### Given passage
§ §

On Fri, 15 Jun 2018 10:06:07 -0700
Siwei Liu <address@hidden> wrote:

> On Fri, Jun 15, 2018 at 4:48 AM, Cornelia Huck <address@hidden> wrote:
> > On Thu, 14 Jun 2018 18:57:11 -0700
> > Siwei Liu <address@hidden> wrote:
> >  
> >> Thank you for sharing your thoughts, Cornelia. With questions below, I
> >> think you raised really good points, some of which I don't have answer
> >> yet and would also like to explore here.
> >>
> >> First off, I don't want to push the discussion to the extreme at this
> >> point, or sell anything about having QEMU manage everything
> >> automatically. Don't get me wrong, it's not there yet. Let's don't
> >> assume we are tied to a specific or concerte solution. I think the key
> >> for our discussion might be to define or refine the boundary between
> >> VM and guest,  e.g. what each layer is expected to control and manage
> >> exactly.

§ §

### Information provided
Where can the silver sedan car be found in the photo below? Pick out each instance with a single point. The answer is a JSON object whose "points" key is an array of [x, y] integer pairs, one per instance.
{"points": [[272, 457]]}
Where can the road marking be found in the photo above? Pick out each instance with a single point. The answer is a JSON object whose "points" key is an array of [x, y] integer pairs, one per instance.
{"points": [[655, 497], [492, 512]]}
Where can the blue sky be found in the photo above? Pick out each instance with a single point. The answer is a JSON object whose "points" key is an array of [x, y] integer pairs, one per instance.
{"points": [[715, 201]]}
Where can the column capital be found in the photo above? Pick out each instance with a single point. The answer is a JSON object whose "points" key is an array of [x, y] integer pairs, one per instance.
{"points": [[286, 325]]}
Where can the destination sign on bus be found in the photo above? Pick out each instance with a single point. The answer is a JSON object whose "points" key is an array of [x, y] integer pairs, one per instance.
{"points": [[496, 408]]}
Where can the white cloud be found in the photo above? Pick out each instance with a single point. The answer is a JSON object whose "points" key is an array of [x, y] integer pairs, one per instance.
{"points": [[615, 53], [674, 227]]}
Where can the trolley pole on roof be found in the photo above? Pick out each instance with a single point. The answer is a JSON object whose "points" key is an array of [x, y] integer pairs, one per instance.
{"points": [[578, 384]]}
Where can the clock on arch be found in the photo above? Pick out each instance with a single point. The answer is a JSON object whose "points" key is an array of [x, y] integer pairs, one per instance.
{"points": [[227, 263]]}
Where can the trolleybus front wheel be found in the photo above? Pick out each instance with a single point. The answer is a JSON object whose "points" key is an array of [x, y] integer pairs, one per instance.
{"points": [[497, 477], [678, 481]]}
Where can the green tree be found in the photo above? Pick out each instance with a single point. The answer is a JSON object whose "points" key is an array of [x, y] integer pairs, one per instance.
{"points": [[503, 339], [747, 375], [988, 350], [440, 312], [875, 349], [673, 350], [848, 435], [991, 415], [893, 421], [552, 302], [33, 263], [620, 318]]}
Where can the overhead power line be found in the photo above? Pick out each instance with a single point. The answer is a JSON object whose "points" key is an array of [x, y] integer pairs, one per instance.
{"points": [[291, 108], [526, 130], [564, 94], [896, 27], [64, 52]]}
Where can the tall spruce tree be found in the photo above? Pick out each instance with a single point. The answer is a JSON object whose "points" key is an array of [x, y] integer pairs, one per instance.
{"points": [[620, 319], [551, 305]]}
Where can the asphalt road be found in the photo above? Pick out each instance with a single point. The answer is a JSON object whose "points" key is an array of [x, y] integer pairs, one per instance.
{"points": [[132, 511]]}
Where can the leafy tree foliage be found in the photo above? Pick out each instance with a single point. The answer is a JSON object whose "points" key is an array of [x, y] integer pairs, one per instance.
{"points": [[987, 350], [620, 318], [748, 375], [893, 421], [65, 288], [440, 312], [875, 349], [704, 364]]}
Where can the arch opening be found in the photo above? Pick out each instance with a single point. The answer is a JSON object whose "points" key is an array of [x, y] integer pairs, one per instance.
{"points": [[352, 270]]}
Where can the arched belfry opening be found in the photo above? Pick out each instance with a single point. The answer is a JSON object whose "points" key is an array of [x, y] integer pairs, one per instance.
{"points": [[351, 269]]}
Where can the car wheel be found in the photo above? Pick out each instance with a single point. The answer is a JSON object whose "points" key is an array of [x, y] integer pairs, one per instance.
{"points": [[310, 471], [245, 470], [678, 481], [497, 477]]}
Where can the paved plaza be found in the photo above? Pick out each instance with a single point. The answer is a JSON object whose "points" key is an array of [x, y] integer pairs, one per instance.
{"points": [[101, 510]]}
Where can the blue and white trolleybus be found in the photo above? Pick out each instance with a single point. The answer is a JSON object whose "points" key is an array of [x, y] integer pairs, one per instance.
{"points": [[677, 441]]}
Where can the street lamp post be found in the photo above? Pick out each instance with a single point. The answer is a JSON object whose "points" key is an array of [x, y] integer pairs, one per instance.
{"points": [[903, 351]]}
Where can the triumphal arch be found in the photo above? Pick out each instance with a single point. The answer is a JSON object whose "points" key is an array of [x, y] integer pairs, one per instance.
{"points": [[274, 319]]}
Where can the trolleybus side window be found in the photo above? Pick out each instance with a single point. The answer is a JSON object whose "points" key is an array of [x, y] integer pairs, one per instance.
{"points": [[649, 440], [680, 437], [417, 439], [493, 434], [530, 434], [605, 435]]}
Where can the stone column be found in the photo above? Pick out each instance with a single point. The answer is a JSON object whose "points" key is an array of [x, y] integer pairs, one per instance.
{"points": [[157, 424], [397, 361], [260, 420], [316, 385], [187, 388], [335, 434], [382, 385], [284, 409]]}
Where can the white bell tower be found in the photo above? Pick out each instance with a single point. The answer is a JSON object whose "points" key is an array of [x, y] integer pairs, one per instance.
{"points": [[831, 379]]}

§ §

### Given request
Transcribe the stretch of the email from "On Fri, 15 Jun" through "to explore here." word for word.

### Problem solution
On Fri, 15 Jun 2018 10:06:07 -0700
Siwei Liu <address@hidden> wrote:

> On Fri, Jun 15, 2018 at 4:48 AM, Cornelia Huck <address@hidden> wrote:
> > On Thu, 14 Jun 2018 18:57:11 -0700
> > Siwei Liu <address@hidden> wrote:
> >  
> >> Thank you for sharing your thoughts, Cornelia. With questions below, I
> >> think you raised really good points, some of which I don't have answer
> >> yet and would also like to explore here.